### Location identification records
· · · · ·

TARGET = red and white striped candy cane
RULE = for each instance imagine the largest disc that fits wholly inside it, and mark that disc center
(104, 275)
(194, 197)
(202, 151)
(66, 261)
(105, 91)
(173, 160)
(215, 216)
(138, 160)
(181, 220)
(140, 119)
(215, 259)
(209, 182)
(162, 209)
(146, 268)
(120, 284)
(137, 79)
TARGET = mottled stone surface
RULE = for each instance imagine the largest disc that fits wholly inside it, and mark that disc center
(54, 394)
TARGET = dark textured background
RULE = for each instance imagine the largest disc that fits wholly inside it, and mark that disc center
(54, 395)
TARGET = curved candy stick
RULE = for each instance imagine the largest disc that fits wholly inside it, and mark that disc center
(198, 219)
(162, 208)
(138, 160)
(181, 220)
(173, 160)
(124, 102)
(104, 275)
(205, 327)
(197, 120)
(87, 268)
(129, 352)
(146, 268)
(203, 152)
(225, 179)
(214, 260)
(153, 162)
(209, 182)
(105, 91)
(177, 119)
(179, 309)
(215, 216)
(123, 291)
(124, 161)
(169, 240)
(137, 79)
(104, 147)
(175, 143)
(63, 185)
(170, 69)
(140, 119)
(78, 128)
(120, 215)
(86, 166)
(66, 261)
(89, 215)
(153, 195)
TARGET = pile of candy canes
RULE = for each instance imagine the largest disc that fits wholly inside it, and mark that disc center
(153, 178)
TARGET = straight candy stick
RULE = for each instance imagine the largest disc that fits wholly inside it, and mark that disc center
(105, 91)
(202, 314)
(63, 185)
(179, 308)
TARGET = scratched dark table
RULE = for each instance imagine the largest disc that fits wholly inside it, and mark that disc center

· · · · ·

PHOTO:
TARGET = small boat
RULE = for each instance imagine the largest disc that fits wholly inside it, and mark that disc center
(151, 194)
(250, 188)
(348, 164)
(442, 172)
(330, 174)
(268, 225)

· · · · ·

### Task
Extract every line of the records above that contains the string "stick", copying each one in full.

### Response
TARGET = curved candy stick
TARGET = straight candy stick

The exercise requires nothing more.